Document extract:
Sizing Heat Exchangers for Slurry Service

Practical engineering considerations for preliminary heat exchanger sizing in slurry and solids-bearing liquid services — covering velocity, fouling, plugging, erosion boundaries, and why vendor experience matters.

TypeEngineering guide — concept explainer

Definition

Sizing heat exchangers for slurry service means estimating the heat transfer area needed when one or both fluids carry suspended solids. The fundamental equation is still A = Q / (U × ΔTₘ), but the inputs — especially U-value, fouling allowance, and velocity constraints — are harder to pin down than in clean-fluid service. Solids concentration, particle size distribution, settling behaviour, and abrasiveness all influence exchanger selection, geometry, and the confidence you can place in preliminary estimates.

Why it matters

Slurry services are among the most challenging applications in heat exchanger sizing. Solids can foul, erode, plug, or settle inside the exchanger, and the combination of these effects often rules out exchanger types or geometries that would work for clean fluids. Getting the preliminary sizing wrong — either too small or with the wrong exchanger type — leads to expensive redesign, premature failure, or chronic maintenance problems. A structured preliminary estimate helps identify which exchanger types are feasible, what area range to expect, and what questions to take to the vendor or specialist.

Formula

Heat transfer area
A = Q / (U × F × ΔTₘ)
Heat duty (sensible, single phase)
Q = ṁ × Cp × ΔT
Fouled U-value
1/U_dirty = 1/U_clean + Rd_hot + Rd_cold

Units involved

  • A — heat transfer area in m² or ft²
  • Q — heat duty in kW, W, or BTU/h
  • U — overall heat transfer coefficient in W/(m²·K) or BTU/(h·ft²·°F)
  • ΔTₘ — log mean temperature difference in K, °C, or °F
  • F — LMTD correction factor (dimensionless)
  • Rd — fouling resistance in m²·K/W or h·ft²·°F/BTU
  • ṁ — mass flow rate in kg/s, kg/h, or lb/h
  • Cp — specific heat capacity in J/(kg·K) or BTU/(lb·°F)

Object point labels:

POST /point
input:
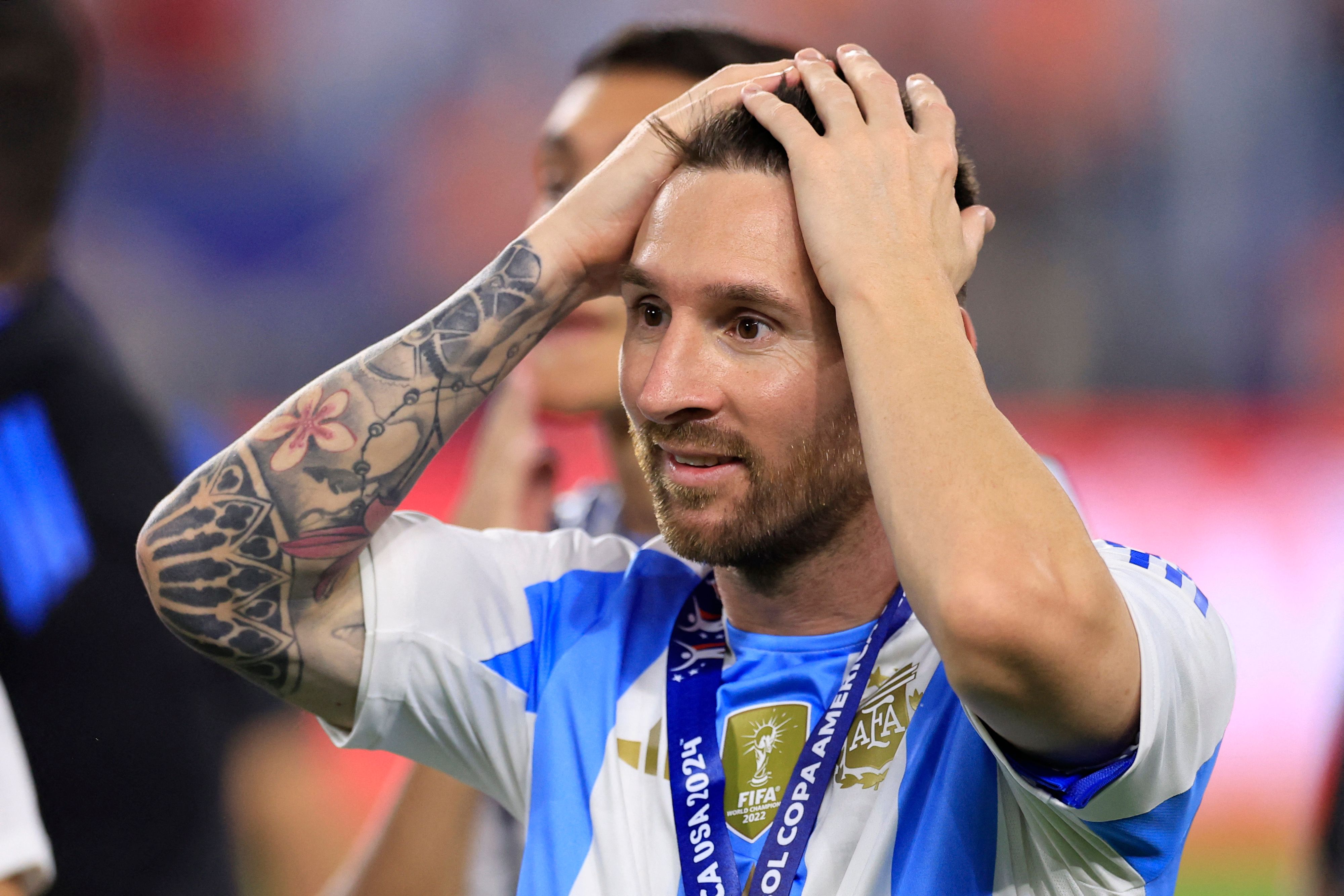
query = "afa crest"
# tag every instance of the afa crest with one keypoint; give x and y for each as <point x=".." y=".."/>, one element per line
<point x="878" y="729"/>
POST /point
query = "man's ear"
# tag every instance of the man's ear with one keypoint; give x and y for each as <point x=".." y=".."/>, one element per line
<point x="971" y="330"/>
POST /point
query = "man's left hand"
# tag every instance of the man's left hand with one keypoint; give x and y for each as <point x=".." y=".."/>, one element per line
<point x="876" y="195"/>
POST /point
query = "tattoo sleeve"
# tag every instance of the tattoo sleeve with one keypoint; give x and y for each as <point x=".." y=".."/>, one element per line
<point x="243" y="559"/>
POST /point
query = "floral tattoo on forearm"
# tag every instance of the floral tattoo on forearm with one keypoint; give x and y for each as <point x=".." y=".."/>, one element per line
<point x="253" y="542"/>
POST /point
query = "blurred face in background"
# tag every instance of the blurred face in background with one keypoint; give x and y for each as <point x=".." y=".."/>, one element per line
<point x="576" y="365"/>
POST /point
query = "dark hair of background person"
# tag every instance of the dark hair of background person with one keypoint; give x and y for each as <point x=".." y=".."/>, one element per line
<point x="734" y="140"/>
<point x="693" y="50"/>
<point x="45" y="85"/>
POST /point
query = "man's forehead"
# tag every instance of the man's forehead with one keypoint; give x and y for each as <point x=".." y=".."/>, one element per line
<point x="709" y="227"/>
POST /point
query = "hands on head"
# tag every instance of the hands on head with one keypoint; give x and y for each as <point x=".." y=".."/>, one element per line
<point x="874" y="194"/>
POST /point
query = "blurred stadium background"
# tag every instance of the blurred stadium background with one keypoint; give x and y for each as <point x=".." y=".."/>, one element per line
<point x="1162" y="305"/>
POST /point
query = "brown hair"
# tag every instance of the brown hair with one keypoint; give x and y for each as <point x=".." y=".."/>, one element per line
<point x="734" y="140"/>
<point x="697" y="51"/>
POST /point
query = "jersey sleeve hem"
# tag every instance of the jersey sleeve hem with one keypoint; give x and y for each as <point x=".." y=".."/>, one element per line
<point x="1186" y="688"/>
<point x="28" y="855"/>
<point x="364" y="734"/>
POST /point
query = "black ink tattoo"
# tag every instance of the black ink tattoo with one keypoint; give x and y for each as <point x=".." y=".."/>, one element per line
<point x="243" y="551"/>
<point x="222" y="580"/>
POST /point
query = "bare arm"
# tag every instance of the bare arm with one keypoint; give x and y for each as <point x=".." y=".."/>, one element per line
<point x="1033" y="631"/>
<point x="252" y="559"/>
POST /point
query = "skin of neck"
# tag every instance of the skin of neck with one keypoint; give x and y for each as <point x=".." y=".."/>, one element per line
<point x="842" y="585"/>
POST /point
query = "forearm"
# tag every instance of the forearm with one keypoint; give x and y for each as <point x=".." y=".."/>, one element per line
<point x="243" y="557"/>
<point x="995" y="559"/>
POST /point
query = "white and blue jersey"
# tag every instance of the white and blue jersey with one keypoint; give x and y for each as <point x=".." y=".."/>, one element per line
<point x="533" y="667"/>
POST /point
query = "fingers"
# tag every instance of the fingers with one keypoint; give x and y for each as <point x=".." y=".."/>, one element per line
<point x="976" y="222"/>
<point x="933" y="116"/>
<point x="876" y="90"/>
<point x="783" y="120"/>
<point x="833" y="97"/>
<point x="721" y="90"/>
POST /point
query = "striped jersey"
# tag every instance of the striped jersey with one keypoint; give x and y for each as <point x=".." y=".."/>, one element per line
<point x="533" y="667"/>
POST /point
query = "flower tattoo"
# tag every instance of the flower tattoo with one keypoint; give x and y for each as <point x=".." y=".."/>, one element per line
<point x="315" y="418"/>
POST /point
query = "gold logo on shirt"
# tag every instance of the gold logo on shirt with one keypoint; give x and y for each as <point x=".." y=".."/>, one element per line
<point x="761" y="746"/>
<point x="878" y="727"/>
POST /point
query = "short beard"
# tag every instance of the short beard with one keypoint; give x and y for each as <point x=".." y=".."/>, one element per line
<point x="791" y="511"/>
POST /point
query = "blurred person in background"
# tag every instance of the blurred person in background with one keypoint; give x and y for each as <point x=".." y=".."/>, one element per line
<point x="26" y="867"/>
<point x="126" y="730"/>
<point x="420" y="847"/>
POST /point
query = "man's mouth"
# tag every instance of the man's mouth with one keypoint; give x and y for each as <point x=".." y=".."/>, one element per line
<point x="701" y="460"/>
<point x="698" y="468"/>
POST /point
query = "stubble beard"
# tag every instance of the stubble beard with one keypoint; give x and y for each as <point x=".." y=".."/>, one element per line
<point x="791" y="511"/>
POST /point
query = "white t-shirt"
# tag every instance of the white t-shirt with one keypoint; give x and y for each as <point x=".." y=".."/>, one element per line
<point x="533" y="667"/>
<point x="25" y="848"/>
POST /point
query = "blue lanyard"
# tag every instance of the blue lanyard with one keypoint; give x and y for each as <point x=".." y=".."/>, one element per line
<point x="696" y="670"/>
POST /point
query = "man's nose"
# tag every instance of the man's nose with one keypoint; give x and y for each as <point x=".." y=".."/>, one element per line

What this exercise asks:
1) Translate this sentence from the slurry heat exchanger guide into Spanish: "Slurry services are among the most challenging applications in heat exchanger sizing."
2) Continue the slurry heat exchanger guide from the point where it stops.

Response list:
1) Los servicios con lodos se encuentran entre las aplicaciones más exigentes en el dimensionamiento de intercambiadores de calor.

2)
Worked example

Preliminary sizing for cooling a mineral slurry (15% solids by mass) from 75 °C to 50 °C using cooling water entering at 25 °C and leaving at 40 °C. Slurry flow rate is 30 kg/s. Assume slurry Cp ≈ 3.4 kJ/(kg·K), a preliminary U-value of 350 W/(m²·K) (conservative for slurry-on-tube-side in a shell-and-tube exchanger), and total fouling resistance of 0.0006 m²·K/W. Apply 20% design margin for slurry uncertainty.

  1. 01Q = 30 × 3400 × (75 − 50) = 2,550,000 W = 2550 kW
  2. 02ΔT₁ = 75 − 40 = 35 °C (counter-current)
  3. 03ΔT₂ = 50 − 25 = 25 °C
  4. 04LMTD = (35 − 25) / ln(35/25) = 10 / 0.3365 = 29.7 °C
  5. 05U_dirty = 1 / (1/350 + 0.0006) = 1 / (0.002857 + 0.0006) = 1 / 0.003457 = 289 W/(m²·K)
  6. 06A = 2,550,000 / (289 × 29.7) = 297 m²
  7. 07A_design = 297 × 1.20 = 356 m²
Result

Required area ≈ 356 m² (with 20% design margin). This is a preliminary estimate — vendor rating is essential for slurry service.

Common mistakes

  • Using clean-fluid U-values without reducing for slurry fouling and lower film coefficients — slurry U-values are typically 30–60% lower than equivalent clean-fluid values.
  • Ignoring minimum velocity requirements — solids can settle in horizontal tubes or low-velocity shell passes, causing plugging and hot spots.
  • Specifying tube-side flow without checking that tube diameter and velocity are compatible with the particle size — large particles or fibrous solids may require larger tubes or open-channel designs.
  • Applying standard fouling factors from TEMA tables for slurry service — slurry fouling is highly application-specific and often much higher than generic values.
  • Neglecting cleanability in the exchanger selection — some slurry services require exchangers that can be mechanically cleaned or chemically flushed.
  • Ignoring erosion at high velocities — there is a velocity window between settling (too low) and erosion (too high) that depends on solids hardness and concentration.

When to use the calculator

Use the Heat Duty Calculator for Q, the LMTD Calculator for ΔTₘ, and the Heat Exchanger Area Calculator to estimate A with design margin. Start with a conservative U-value (below clean-fluid ranges) and use the Fouling Factor Selector as a starting point — but note that slurry fouling is often higher than TEMA generic values. The Typical U-Values Reference and the Design Margin Reference provide additional context.

FAQ

What U-value range is typical for slurry heat exchangers?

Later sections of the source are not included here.